_DOCUMENT PASSAGE_:

━━━━━━━━━━━━━━━━

Disordered phasic relationships between hippocampal place cells, theta, and gamma rhythms in the Ts65Dn mouse model of Down Syndrome

2020 
Down Syndrome (DS) in humans is caused by trisomy of chromosome 21 and is marked by prominent difficulties in learning and memory. Decades of research have demonstrated that the hippocampus is a key structure in learning and memory, and recent work with mouse models of DS have shown changes in spectral coherence in the field potentials of hippocampus and regions important for executive function such as prefrontal cortex. One of the primary functional differences in DS is thought to be an excess of GABAergic innervation from Medial Septum (MS) to regions such as hippocampus. In these experiments, we probe in detail the activity of region CA1 of the hippocampus using in vivo electrophysiology in the Ts65Dn mouse model of DS in comparison to their non-trisomic 2N littermates. We find changes in hippocampal phenomenology that suggest that MS output, which drives theta rhythm in the hippocampus, is strongly altered. Moreover, we find that this change affects the phasic relationship of both CA1 place cells and gamma rhythms to theta. Since the phasic relationship of both of these aspects of hippocampal phenomenology to theta are thought to be critical for the segregation of encoding and retrieval epochs within hippocampus, it is likely that these changes are the neural substrates of the learning and memory deficits seen both in human DS and animal models such as Ts65Dn.

━━━━━━━━━━━━━━━━

_DATA PROVIDED_:
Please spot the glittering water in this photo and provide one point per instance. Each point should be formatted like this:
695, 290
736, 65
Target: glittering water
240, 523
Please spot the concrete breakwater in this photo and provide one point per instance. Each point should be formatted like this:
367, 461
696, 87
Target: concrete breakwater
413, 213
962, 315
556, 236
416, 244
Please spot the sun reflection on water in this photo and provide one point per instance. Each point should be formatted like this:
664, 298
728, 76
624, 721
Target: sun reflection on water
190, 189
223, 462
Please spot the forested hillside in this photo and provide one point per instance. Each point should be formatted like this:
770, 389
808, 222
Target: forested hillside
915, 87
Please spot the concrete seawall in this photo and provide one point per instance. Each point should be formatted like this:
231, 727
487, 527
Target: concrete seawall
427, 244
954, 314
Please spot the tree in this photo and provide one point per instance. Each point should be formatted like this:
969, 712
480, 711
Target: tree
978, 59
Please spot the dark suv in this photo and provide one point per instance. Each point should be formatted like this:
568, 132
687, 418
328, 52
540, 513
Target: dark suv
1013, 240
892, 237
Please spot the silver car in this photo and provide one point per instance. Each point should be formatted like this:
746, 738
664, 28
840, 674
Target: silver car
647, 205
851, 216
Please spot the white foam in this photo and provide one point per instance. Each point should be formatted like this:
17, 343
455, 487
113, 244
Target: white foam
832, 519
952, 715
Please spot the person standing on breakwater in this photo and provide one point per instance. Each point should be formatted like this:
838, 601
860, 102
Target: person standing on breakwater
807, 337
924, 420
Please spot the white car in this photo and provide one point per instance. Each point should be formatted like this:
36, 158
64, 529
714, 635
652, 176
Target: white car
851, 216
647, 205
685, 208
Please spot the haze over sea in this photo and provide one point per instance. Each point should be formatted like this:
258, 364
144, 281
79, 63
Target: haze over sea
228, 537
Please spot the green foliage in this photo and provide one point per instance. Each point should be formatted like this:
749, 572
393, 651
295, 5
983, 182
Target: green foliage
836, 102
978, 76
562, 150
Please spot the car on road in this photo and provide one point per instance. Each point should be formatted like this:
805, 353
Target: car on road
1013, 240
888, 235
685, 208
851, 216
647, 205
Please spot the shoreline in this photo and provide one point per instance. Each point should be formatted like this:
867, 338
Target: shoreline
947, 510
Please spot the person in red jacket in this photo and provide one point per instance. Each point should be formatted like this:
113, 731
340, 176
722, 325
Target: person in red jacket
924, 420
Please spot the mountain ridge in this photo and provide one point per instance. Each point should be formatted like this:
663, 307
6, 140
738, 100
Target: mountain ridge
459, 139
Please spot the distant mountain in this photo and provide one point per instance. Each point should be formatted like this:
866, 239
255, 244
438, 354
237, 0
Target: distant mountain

━━━━━━━━━━━━━━━━

_WHAT IS NEEDED_: Name every brain region or structure mentioned in the Down Syndrome study text above.

_REPLY_: Hippocampus, prefrontal cortex, Medial Septum (MS), CA1